• **Document excerpt**:
As the council evolved, its name had to evolve to correctly reflect the scope of the Council's work. In 1998, the National Council for International Health became the Global Health Council to better represent its work in the 21st century. The inclusion of global in its name reflected the Council's goal to include more international organizations and individuals in its membership and become the preeminent non-governmental source of information, practical experience, analysis and public advocacy for the most pressing global health issues.
Since 1998, the Council has been organizing the Global Health Action Network in pursuit of its advocacy building goals." The idea is to establish groups of motivated citizens across the U.S. with the objective to educate local communities and their elected officials about the need for a more proactive approach to global health. With this network in place, the Council is able to implement nationwide advocacy campaigns dealing with vital global health issues.

• **Stored data**:
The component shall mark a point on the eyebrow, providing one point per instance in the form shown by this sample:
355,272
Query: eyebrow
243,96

• **Task set**:
1. In the Global Health Council history, why was the word "global" added to the organization's name? Answer in one to three sentences.
2. Decide whether each statement agrees with the Global Health Council history. Answer yes or no for each, and quote the text's deciding words exactly.
(a) The organization took the name Global Health Council in 1998.
(b) The Global Health Action Network is built from groups of citizens outside the U.S.
(c) The network's groups are meant to educate local communities and their elected officials.

• **Final answers**:
1. The name was changed in 1998 to better represent the Council's work in the 21st century. Adding "global" reflected its goal to bring more international organizations and individuals into its membership. It also reflected its aim to become the preeminent non-governmental source of information, practical experience, analysis and public advocacy for the most pressing global health issues.

2.
(a) Yes: "In 1998, the National Council for International Health became the Global Health Council"
(b) No: "establish groups of motivated citizens across the U.S."
(c) Yes: "educate local communities and their elected officials about the need for a more proactive approach to global health"